• **EXERCISE OBJECTIVE**:
Answer these questions from the passage on ACA insurance market rules:
1. In the non-group market, what did the ACA stop insurers from considering in enrollment and rating decisions?
2. Which two proposals for replacing the ACA does the passage name?
3. How does the passage define high-risk pools?

• **SELECTED PASSAGE**:
· · · · ·
One of the biggest changes that the ACA made to the non-group insurance market was to eliminate consideration by insurers of a person’s health or health history in enrollment and rating decisions.  This assured that people who had or who developed health problems would have the same plan choices and pay the same premiums as others, essentially pooling their expected costs together to determine the premiums that all would pay.

Proposals for replacing the ACA such as Rep. Tom Price’s Empowering Patients First Act and Speaker Paul Ryan’s “A Better Way” policy paper would repeal these insurance market rules, moving back towards pre-ACA standards where insurers generally had more leeway to use individual health in enrollment and rating for non-group coverage.1  Under these proposals, people without pre-existing conditions would generally be able to purchase coverage anytime from private insurers.  For people with health problems, several approaches have been proposed: (1) requiring insurers to accept people transitioning from previous coverage without a gap (“continuously covered”); (2) allowing insurers to charge higher premiums (within limits) to people with pre-existing conditions who have had a gap in coverage; and (3) establishing high-risk pools, which are public programs that provide coverage to people declined by private insurers.
· · · · ·
• **Point localization data**:
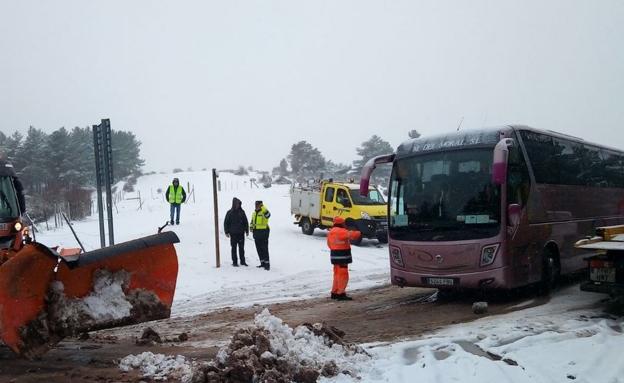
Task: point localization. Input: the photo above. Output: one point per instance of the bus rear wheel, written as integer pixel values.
(550, 272)
(306, 226)
(382, 238)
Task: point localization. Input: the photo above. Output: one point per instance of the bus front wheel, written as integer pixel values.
(550, 271)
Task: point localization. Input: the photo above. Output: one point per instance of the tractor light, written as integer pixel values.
(488, 254)
(395, 255)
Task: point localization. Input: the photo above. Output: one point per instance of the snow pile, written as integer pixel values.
(273, 352)
(159, 366)
(201, 286)
(303, 346)
(566, 340)
(106, 303)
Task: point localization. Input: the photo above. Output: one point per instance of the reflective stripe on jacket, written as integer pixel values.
(260, 219)
(339, 242)
(175, 194)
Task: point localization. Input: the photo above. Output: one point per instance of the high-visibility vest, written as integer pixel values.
(175, 194)
(339, 242)
(260, 219)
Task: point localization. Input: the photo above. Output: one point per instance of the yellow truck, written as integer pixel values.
(606, 267)
(316, 206)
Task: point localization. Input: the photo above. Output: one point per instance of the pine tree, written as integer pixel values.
(33, 160)
(126, 155)
(373, 147)
(283, 168)
(58, 167)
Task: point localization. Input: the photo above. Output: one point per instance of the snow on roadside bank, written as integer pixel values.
(565, 340)
(158, 366)
(269, 351)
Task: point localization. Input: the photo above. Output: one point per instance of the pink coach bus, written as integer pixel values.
(497, 208)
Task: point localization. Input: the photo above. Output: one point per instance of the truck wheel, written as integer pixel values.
(550, 272)
(306, 226)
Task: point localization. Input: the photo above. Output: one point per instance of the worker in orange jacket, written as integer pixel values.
(339, 242)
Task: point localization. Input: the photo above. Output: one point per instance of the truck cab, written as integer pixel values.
(317, 209)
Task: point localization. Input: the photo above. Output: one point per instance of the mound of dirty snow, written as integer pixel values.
(106, 303)
(271, 351)
(159, 366)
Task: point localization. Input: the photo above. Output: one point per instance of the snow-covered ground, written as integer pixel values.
(566, 340)
(300, 266)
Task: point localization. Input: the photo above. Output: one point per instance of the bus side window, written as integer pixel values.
(518, 182)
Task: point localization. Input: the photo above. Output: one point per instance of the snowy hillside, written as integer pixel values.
(566, 339)
(300, 265)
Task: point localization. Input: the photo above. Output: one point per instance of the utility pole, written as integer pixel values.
(98, 175)
(216, 214)
(108, 177)
(103, 151)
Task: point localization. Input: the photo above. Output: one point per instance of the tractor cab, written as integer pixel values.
(11, 207)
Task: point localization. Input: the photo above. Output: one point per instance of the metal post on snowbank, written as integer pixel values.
(216, 214)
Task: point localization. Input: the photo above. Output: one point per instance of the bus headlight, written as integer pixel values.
(488, 254)
(395, 255)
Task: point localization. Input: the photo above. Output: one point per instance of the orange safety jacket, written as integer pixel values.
(339, 244)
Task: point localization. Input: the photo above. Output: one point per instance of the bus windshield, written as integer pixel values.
(374, 197)
(8, 200)
(444, 196)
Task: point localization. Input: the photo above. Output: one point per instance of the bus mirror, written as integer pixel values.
(513, 214)
(368, 168)
(499, 164)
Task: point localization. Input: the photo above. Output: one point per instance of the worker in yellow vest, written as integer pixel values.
(259, 225)
(176, 196)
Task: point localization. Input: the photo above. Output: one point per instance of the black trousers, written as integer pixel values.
(261, 238)
(238, 240)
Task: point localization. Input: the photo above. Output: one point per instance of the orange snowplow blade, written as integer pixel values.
(44, 298)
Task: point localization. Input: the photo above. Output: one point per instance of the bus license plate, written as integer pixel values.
(602, 274)
(441, 281)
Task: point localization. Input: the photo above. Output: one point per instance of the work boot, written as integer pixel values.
(344, 297)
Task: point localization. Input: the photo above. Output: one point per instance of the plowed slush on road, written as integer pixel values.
(383, 314)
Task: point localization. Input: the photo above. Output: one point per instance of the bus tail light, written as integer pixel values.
(600, 264)
(488, 254)
(395, 255)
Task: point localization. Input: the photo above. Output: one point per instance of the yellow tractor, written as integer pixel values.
(46, 295)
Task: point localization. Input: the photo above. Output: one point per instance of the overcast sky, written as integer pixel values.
(216, 84)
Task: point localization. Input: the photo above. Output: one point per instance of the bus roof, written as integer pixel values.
(451, 140)
(476, 137)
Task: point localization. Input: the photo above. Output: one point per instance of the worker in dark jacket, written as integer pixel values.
(339, 241)
(260, 227)
(176, 196)
(236, 226)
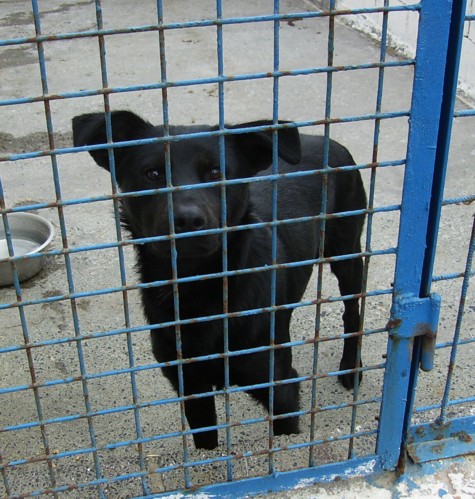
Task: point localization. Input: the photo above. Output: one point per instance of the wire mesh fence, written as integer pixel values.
(85, 407)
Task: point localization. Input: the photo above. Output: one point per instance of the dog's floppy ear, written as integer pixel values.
(90, 129)
(257, 146)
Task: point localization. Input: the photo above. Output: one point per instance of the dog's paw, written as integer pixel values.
(348, 380)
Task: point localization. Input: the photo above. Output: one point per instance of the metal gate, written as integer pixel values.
(79, 421)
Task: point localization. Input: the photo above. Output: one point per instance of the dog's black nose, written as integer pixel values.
(188, 218)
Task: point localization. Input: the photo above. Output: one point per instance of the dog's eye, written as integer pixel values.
(214, 175)
(154, 175)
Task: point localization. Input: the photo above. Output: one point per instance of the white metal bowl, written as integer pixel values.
(30, 234)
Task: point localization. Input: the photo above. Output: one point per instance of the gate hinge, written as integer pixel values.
(412, 316)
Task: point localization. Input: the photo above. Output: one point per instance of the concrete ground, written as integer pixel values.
(133, 59)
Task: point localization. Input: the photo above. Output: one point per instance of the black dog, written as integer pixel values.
(195, 161)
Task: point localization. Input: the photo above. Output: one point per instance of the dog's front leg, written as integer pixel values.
(200, 411)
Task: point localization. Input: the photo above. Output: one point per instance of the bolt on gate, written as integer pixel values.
(84, 408)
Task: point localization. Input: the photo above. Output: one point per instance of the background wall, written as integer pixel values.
(403, 33)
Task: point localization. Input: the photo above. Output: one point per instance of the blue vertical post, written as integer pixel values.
(425, 115)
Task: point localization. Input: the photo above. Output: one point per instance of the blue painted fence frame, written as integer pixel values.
(430, 120)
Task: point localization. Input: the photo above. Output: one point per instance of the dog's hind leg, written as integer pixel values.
(349, 274)
(285, 396)
(200, 412)
(350, 279)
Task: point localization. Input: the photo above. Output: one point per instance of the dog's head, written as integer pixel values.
(193, 162)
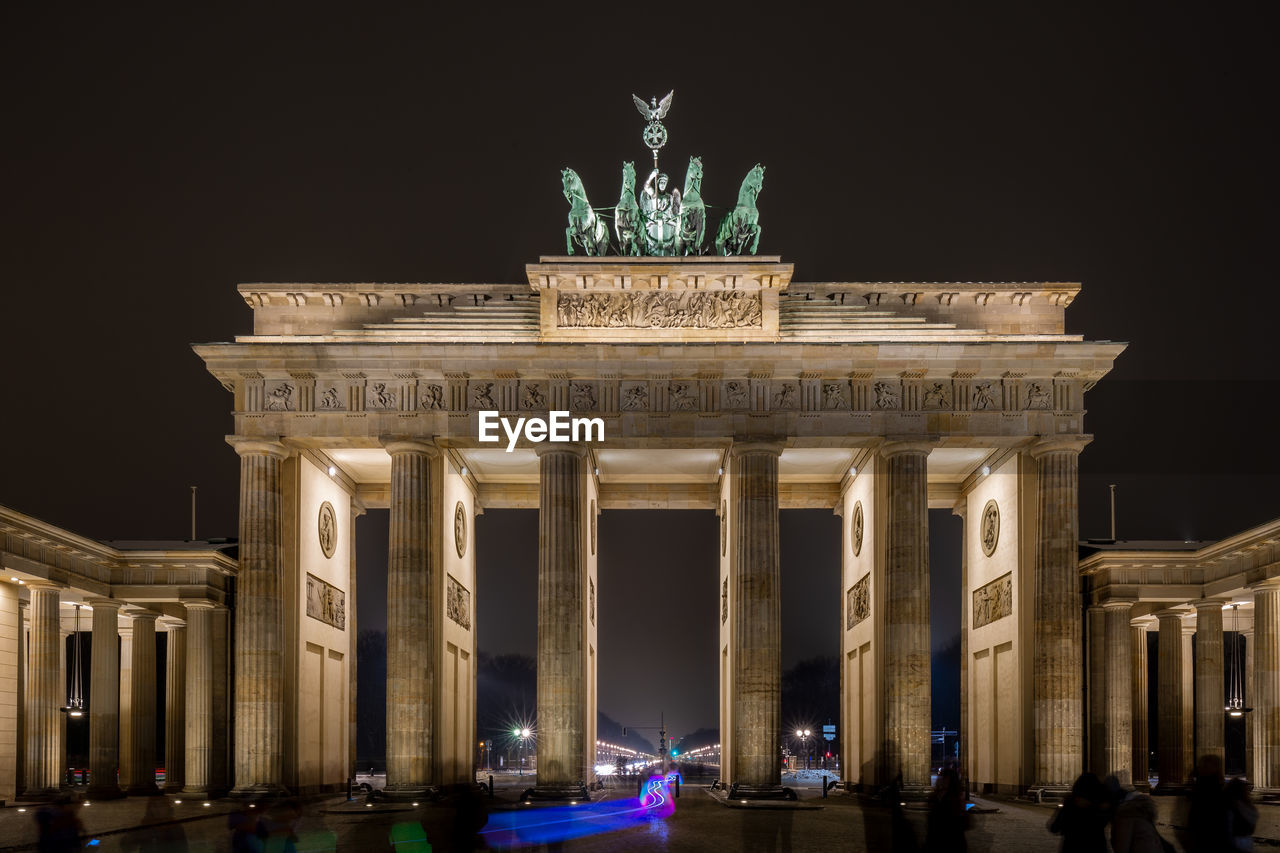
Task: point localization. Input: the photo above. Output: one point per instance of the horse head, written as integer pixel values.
(572, 186)
(752, 185)
(694, 177)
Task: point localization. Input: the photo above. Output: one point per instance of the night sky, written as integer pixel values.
(154, 158)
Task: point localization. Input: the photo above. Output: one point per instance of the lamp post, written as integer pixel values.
(804, 734)
(522, 734)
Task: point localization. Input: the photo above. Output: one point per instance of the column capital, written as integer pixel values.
(575, 448)
(408, 445)
(246, 446)
(896, 447)
(753, 447)
(1059, 445)
(200, 603)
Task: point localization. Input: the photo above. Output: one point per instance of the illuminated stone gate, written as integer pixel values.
(721, 384)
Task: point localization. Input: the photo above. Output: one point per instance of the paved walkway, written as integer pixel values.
(696, 825)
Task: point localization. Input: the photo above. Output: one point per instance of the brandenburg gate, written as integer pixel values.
(702, 382)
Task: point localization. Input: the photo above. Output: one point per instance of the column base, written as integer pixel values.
(105, 792)
(406, 793)
(142, 790)
(743, 790)
(257, 792)
(556, 793)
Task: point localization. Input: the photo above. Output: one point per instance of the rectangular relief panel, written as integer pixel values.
(327, 603)
(993, 601)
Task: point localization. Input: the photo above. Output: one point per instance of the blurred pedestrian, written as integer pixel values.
(949, 819)
(1242, 815)
(1208, 830)
(1082, 817)
(59, 826)
(1133, 826)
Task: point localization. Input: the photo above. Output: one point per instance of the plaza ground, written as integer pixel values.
(699, 824)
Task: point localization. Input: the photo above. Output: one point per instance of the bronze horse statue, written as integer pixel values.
(693, 211)
(626, 215)
(743, 224)
(584, 226)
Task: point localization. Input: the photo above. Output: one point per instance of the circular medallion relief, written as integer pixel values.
(460, 529)
(327, 528)
(990, 530)
(856, 528)
(723, 528)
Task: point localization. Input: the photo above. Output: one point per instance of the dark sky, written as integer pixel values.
(154, 158)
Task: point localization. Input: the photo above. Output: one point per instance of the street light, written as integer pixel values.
(524, 734)
(803, 734)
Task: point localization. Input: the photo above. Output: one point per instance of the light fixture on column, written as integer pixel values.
(76, 702)
(1234, 676)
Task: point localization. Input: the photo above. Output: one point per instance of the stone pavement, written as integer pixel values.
(698, 825)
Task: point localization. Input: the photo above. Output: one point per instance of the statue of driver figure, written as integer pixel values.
(661, 213)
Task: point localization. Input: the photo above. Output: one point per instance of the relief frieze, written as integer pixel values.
(659, 310)
(993, 601)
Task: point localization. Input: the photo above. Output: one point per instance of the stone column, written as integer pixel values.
(961, 509)
(126, 698)
(1188, 702)
(1266, 683)
(259, 621)
(1210, 699)
(1251, 770)
(1057, 666)
(44, 721)
(142, 707)
(1118, 708)
(562, 655)
(104, 707)
(757, 626)
(906, 614)
(410, 620)
(21, 742)
(176, 706)
(1170, 761)
(199, 697)
(1096, 688)
(1138, 693)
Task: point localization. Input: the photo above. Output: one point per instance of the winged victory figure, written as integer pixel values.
(654, 110)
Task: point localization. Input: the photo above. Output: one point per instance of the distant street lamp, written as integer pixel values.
(804, 734)
(522, 734)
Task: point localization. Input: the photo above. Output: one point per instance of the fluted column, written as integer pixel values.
(1266, 683)
(199, 697)
(1170, 761)
(1251, 769)
(562, 662)
(259, 621)
(142, 701)
(1188, 701)
(1138, 693)
(757, 626)
(1210, 701)
(126, 699)
(1059, 673)
(1118, 710)
(410, 623)
(176, 706)
(1096, 688)
(906, 614)
(961, 509)
(45, 689)
(104, 707)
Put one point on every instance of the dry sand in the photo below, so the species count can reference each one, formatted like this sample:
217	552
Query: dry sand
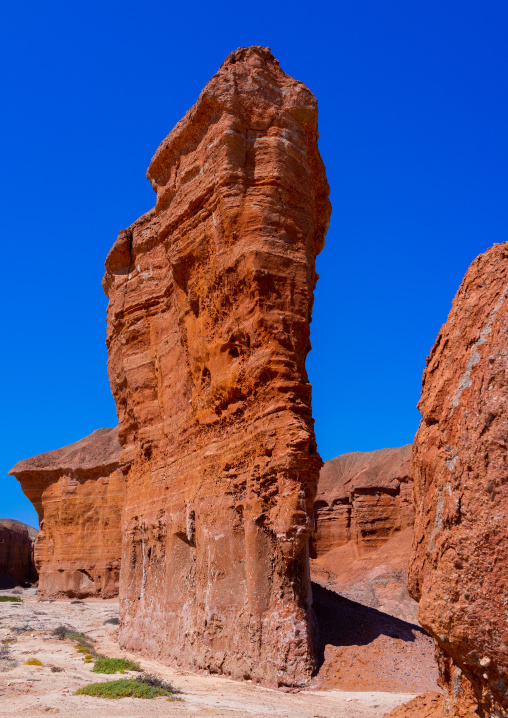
37	691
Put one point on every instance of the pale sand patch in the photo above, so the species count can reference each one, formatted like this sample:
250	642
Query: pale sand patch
37	691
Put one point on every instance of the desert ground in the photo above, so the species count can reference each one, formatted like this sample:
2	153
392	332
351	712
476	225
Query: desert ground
25	690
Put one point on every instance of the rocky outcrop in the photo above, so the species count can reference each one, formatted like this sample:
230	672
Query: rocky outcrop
17	566
459	567
210	299
78	492
363	529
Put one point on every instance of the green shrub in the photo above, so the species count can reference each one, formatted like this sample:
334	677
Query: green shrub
123	688
114	665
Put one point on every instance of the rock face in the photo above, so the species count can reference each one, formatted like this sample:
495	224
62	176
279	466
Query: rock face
459	568
17	566
78	492
210	299
363	529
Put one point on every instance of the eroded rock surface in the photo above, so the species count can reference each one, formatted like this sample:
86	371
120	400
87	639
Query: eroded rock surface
363	529
78	492
459	568
210	299
17	567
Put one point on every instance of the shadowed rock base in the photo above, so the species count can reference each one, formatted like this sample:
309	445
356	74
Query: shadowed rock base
364	517
17	566
210	300
78	492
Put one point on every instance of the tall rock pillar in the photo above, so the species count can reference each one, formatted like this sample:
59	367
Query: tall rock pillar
210	301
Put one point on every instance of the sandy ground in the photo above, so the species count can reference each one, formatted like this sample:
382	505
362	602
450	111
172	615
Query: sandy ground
25	632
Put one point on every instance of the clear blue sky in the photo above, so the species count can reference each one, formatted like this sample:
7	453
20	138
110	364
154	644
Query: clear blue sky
413	132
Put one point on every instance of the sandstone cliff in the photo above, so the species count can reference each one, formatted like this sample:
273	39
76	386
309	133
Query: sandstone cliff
16	553
363	529
459	568
210	299
78	492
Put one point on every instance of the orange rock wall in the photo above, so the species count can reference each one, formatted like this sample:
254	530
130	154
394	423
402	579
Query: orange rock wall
363	529
365	498
79	503
459	569
210	300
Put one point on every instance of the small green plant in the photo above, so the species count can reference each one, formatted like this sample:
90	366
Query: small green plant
61	632
157	682
82	643
123	688
114	665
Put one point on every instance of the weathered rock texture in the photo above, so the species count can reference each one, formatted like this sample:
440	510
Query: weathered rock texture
16	553
78	492
363	529
459	568
210	299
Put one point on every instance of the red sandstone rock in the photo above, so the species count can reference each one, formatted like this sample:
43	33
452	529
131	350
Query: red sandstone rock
16	553
428	705
459	568
78	492
362	540
210	299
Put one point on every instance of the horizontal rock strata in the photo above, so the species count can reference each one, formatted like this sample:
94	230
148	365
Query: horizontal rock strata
363	529
459	568
78	492
210	298
17	567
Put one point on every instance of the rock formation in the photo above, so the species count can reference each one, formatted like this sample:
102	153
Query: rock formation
17	566
363	529
459	567
78	492
210	299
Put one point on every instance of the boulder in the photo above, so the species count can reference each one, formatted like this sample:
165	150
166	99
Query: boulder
78	492
210	300
17	566
459	565
363	529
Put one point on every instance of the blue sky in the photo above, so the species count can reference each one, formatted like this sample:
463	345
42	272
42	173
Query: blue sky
413	118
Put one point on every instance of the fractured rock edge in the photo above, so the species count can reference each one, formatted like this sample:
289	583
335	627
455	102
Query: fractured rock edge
210	299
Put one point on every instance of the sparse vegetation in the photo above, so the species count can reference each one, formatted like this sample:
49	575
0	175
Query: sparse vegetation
114	665
123	688
83	644
156	682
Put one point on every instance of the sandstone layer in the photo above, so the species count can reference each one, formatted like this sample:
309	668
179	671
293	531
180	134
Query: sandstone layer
17	565
363	529
210	299
78	492
459	567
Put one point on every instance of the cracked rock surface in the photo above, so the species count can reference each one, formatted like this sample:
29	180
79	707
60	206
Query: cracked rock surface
210	301
459	567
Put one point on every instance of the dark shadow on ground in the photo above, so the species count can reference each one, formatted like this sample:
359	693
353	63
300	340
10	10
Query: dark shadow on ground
342	622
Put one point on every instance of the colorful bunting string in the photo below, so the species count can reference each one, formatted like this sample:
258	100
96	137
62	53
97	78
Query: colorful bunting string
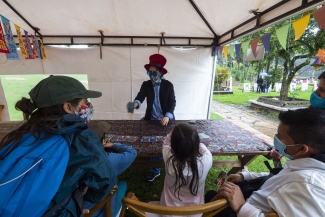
· · · · ·
• **ANSWER TO THE EXERCISE**:
1. A person's health or health history.
2. Rep. Tom Price's Empowering Patients First Act and Speaker Paul Ryan's "A Better Way" policy paper.
3. Public programs that provide coverage to people declined by private insurers.